##### DATA LISTING #####
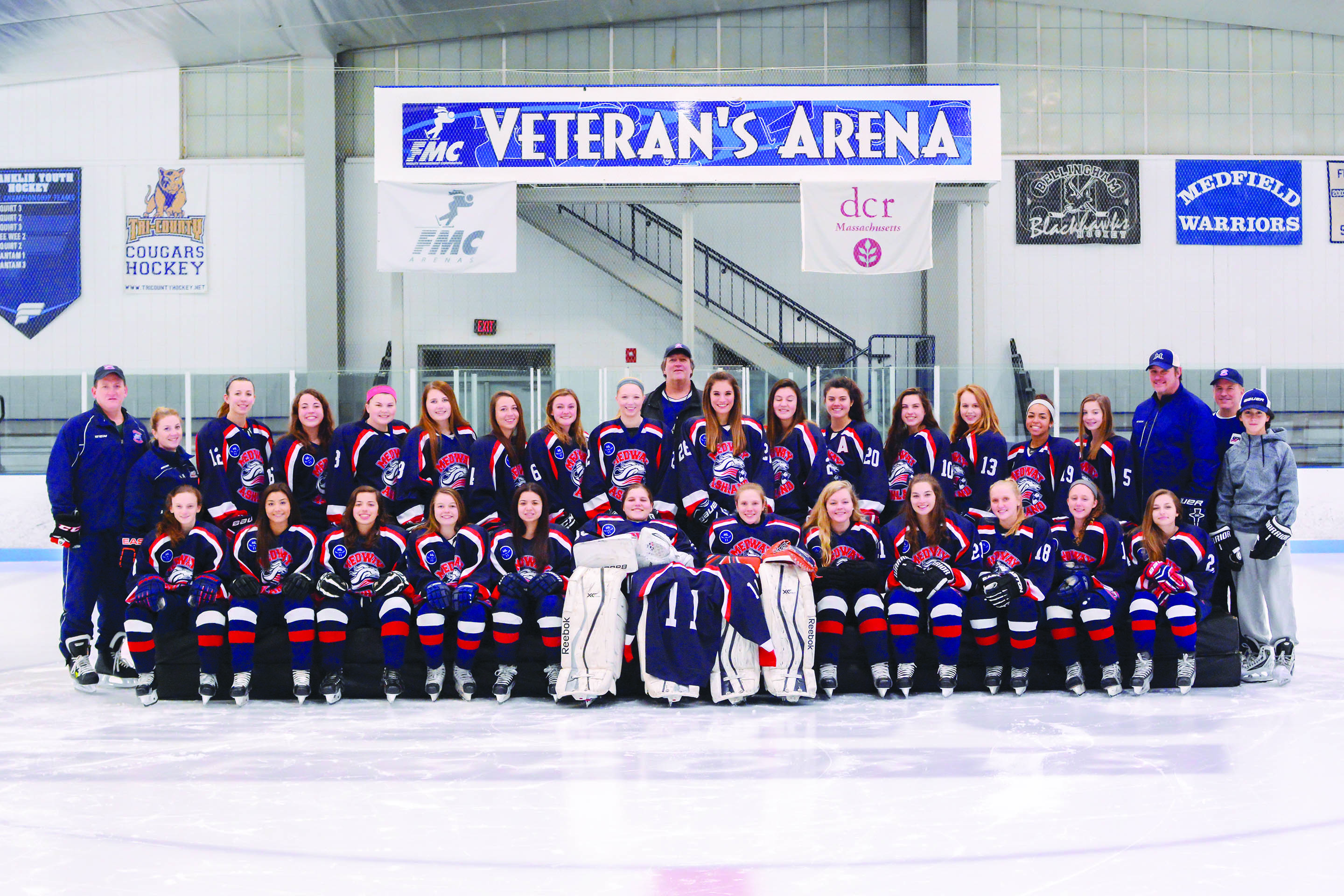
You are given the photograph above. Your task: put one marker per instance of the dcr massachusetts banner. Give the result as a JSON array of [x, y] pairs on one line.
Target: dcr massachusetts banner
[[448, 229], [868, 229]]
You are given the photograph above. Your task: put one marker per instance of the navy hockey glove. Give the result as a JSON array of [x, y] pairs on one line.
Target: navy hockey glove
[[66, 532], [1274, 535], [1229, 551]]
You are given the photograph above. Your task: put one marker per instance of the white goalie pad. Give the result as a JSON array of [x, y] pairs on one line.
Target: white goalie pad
#####
##### DATA LISTING #####
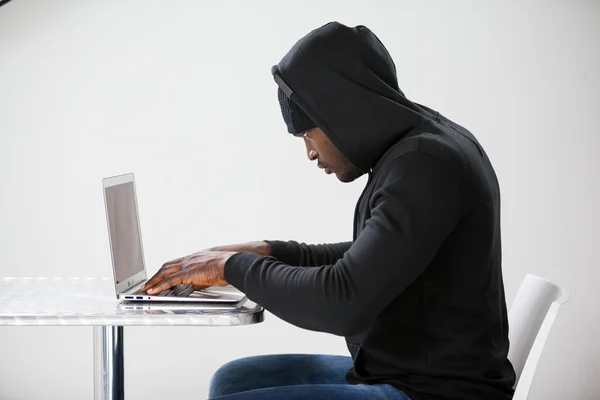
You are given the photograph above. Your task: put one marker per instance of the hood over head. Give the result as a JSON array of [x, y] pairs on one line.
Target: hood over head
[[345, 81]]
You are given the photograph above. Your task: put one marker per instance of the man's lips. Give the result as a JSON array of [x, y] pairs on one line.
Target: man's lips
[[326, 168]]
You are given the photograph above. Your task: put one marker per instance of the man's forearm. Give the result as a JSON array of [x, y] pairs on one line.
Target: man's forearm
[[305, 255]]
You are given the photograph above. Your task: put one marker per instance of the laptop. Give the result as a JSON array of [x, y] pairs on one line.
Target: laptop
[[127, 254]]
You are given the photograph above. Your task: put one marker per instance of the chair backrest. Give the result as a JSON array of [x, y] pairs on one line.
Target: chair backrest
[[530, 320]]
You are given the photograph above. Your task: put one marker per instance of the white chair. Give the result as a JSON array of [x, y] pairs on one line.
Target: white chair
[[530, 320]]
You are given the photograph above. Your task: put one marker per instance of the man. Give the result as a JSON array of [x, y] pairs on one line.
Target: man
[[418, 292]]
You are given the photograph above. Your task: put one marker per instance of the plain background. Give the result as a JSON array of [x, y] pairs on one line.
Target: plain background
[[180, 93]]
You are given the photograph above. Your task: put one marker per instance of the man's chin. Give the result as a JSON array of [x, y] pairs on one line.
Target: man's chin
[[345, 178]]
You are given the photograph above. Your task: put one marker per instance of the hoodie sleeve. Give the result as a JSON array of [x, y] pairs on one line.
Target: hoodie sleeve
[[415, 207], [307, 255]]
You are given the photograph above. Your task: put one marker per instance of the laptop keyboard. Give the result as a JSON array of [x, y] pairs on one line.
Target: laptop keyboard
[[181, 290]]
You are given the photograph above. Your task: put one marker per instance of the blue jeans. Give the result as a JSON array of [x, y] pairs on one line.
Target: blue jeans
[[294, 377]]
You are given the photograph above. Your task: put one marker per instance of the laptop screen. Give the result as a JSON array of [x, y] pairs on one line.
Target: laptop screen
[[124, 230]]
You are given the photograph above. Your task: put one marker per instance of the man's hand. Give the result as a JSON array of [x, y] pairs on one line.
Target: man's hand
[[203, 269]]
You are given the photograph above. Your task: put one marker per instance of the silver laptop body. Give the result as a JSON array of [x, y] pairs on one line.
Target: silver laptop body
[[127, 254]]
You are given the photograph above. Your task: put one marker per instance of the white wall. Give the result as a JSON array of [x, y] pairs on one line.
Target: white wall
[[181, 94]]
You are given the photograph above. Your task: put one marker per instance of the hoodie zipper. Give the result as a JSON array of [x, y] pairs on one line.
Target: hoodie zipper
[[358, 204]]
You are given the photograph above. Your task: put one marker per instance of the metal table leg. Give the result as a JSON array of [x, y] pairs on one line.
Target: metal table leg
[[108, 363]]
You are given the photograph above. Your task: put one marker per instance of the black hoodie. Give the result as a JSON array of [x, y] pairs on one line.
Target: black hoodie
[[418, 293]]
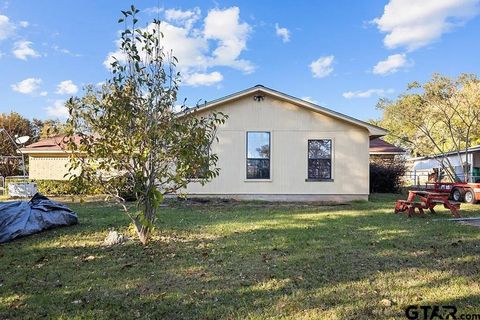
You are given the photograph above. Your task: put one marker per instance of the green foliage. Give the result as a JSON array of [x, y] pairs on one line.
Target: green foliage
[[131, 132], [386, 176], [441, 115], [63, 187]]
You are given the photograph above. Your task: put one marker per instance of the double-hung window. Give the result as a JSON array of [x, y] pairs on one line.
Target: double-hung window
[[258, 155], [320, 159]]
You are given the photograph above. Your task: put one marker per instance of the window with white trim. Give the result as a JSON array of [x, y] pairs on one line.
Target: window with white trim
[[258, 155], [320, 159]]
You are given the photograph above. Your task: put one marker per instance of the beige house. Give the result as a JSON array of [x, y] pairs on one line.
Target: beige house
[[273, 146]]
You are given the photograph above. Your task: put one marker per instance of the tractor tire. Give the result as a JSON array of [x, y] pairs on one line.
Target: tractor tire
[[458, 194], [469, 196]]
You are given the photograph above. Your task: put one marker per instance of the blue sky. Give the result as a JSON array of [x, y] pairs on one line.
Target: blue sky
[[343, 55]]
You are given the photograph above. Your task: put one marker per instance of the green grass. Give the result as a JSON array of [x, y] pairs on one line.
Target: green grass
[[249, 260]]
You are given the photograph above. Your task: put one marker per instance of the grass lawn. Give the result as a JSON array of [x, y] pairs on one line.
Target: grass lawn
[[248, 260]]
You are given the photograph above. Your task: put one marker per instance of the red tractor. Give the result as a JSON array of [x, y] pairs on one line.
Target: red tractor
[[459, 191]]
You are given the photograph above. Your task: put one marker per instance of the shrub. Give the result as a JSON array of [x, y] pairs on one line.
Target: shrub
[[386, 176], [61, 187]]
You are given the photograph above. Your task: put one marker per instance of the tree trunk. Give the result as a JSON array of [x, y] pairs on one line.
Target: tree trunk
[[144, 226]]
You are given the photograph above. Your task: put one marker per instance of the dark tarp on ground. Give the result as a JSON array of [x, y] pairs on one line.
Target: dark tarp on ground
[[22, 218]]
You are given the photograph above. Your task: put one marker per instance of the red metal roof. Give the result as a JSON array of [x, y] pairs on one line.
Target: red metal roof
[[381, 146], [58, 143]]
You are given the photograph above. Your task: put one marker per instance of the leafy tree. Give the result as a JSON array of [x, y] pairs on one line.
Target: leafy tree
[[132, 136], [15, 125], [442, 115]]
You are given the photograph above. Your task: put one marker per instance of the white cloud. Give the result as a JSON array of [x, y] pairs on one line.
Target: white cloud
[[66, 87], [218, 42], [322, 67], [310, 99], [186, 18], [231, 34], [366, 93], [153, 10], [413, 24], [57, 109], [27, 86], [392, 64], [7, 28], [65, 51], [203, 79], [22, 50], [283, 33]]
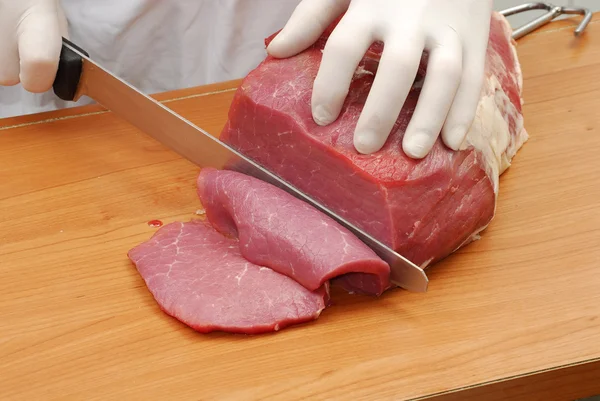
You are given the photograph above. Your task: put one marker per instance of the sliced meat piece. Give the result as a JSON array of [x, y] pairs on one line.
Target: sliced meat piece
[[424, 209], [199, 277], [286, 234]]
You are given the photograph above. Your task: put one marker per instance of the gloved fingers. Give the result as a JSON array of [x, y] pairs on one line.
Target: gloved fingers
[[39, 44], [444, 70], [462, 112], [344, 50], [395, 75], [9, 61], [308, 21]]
#####
PROBLEM DESCRIPTION: Copy out every line from the one holding "the red tractor." through the one holding "[[144, 226]]", both included, adding -96 to each x and y coordinate in the answers and leaving all other text unchanged.

FINISHED EXERCISE:
You are given the photograph above. Your task: put one marker per instance of the red tractor. Give the result as a JSON array of [x, y] pairs on one line.
Target: red tractor
[[363, 95]]
You are given the photograph above. Your task: put one marker per instance of the shrub. Give the result as a JSON array of [x, y] pairs on one line.
Target: shrub
[[290, 80], [-35, 91]]
You are given the photograph above. Your task: put one marker per instance of the tree trunk. Give the result as a JSON array of [x, y] pairs on one line.
Target: tree trunk
[[48, 130]]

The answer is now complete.